| To do |
The records that follow must be repeated exactly as they stand.

--- Extracted entries Enclosed Below ---

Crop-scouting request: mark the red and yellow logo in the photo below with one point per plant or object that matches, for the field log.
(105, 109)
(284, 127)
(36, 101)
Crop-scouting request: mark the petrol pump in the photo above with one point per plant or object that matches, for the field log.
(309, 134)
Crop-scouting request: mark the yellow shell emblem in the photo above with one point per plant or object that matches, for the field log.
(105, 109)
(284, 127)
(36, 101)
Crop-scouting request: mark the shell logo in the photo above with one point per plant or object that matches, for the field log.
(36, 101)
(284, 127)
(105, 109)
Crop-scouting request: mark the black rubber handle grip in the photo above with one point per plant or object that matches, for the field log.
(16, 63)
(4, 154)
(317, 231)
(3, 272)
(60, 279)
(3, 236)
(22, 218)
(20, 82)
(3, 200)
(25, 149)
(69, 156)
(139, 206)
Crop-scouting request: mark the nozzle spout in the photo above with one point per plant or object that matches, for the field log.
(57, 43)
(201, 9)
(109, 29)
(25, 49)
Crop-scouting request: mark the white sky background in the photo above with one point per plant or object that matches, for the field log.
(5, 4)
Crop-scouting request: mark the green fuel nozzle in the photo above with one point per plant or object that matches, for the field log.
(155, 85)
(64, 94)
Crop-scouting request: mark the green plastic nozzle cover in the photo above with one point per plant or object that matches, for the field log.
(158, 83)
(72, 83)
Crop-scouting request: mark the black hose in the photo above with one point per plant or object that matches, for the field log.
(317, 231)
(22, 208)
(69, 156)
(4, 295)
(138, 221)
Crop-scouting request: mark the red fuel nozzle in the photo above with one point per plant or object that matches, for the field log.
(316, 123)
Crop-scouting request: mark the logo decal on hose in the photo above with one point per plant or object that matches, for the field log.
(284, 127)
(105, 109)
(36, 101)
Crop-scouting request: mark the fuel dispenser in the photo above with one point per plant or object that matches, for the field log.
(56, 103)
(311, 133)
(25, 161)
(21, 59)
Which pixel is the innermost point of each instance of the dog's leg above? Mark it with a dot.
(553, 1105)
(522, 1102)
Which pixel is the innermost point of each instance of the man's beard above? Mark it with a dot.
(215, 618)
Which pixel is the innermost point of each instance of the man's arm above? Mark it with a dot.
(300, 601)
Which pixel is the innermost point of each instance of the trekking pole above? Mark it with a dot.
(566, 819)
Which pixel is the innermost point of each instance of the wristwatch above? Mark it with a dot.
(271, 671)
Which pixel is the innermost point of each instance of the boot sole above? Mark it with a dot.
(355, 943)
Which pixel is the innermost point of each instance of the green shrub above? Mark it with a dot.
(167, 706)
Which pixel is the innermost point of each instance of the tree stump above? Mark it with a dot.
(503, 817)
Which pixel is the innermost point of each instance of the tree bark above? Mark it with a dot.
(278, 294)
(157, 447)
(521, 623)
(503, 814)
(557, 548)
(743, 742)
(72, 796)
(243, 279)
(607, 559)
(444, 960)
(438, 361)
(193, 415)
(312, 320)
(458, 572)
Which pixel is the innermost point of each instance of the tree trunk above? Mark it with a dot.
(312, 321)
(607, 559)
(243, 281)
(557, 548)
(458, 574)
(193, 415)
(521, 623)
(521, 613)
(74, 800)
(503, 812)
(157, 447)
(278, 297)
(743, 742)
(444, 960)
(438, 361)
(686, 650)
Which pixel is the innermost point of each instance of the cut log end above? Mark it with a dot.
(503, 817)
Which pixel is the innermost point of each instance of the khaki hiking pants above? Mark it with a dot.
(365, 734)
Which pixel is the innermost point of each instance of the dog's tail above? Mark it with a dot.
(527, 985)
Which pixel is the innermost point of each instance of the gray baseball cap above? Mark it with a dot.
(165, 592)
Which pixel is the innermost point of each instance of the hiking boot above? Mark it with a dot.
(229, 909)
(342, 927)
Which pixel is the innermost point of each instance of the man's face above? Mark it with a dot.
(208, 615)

--- End of Enclosed Extracted entries ---

| Written answer |
Crop-scouting request: mark the red and yellow logo in the photo below with one point per plant or object that matches, for the field log.
(105, 109)
(284, 127)
(36, 101)
Crop-scouting request: mark the petrol pump in the photo above with one point per plant or object that matches, for the field log.
(309, 134)
Crop-scouting request: mark the yellow shell emblem in the photo above with one point per plant or object that matches, for the field log.
(105, 109)
(284, 127)
(36, 101)
Crop-scouting request: mark the shell logo in the photo above with one point per plant or object that matches, for the field log.
(36, 101)
(284, 127)
(105, 109)
Crop-scouting request: mark the black rubber handle grip in the photo above with one point per plant or object that matches, for the field log.
(16, 63)
(4, 154)
(317, 231)
(3, 272)
(60, 279)
(3, 236)
(22, 218)
(20, 82)
(3, 200)
(25, 149)
(69, 156)
(139, 206)
Crop-scouting request: mark the nozzle spout in the photo above with one point per plant or object that matches, for the field log.
(57, 43)
(201, 9)
(109, 29)
(25, 49)
Crop-scouting request: mark the white sky background in the photo above with one point per plant or object that matches, for the field log.
(5, 4)
Crop-scouting request: mark the green fuel nozzle in the photo above with one point per plant or object that matches, for the field log.
(155, 85)
(64, 94)
Crop-scouting request: mark the green plastic nozzle cover in the photo above with one point per plant or object that matches, for the field log.
(158, 83)
(72, 83)
Crop-scouting request: mark the black hose in the photo above with one point per plant or object that matches, for the field log.
(317, 231)
(22, 208)
(69, 156)
(4, 295)
(138, 221)
Crop-scouting request: mark the red fuel nozzle in the photo above with one point per plant or object that matches, for the field log.
(316, 123)
Crop-scouting request: mark the logo decal on hose in the photo above with one point per plant or object that matches, for the field log.
(284, 127)
(105, 109)
(36, 101)
Crop-scouting request: mark the fuel dispenser in the photo above with one point per plant or object that matches, for the field log.
(56, 103)
(311, 133)
(25, 161)
(21, 59)
Which pixel is the innermost point of each instance of the dog's leg above? Mark it with a dot.
(553, 1105)
(522, 1102)
Which pixel is the innermost point of each instance of the man's beard above? Mark it with a dot.
(215, 618)
Which pixel is the innermost point of each instance of the man's arm above? Mark it with a dot.
(300, 601)
Which pixel is the innermost point of each instance of the trekking pole above? Mark it with a dot.
(566, 819)
Which pixel is the innermost point of each instance of the wristwatch above? Mark it with a dot.
(271, 671)
Which pixel is the innermost point of each instance of the boot sole above? Mark it with a dot.
(355, 943)
Which pixel is the innermost point of each instance of the green shrub above? Mark it with a dot.
(167, 706)
Which pixel is the innermost point of each instance of the tree stump above? Mark it with a dot.
(503, 817)
Which pixel is the innermost point of each instance of the tree bark above? Mark it with a dot.
(278, 294)
(157, 447)
(521, 623)
(503, 814)
(557, 548)
(743, 742)
(72, 796)
(243, 279)
(607, 559)
(444, 960)
(438, 361)
(193, 415)
(312, 320)
(458, 572)
Which pixel is the innermost point of each instance of the tree trunk above? Mark it with a dot.
(312, 321)
(607, 559)
(243, 281)
(557, 548)
(458, 574)
(193, 415)
(521, 623)
(521, 613)
(74, 800)
(503, 812)
(157, 447)
(278, 297)
(743, 742)
(444, 960)
(438, 361)
(686, 650)
Which pixel is the innermost point of each instance of the cut log end above? Mark it with a dot.
(503, 817)
Which pixel is the innermost point of each instance of the khaki hiking pants above? Mark it with a dot.
(365, 734)
Which pixel is the innermost point of each instance of the dog's tail above? Mark it with a dot.
(527, 985)
Which pixel is the innermost point of each instance of the gray baseball cap above? Mark it with a dot.
(165, 592)
Which pixel is the innermost point of each instance of the hiking boot above? Mark it with a dot.
(229, 909)
(342, 927)
Which pixel is the innermost point of each instance of the man's face above? Mark it with a dot.
(208, 615)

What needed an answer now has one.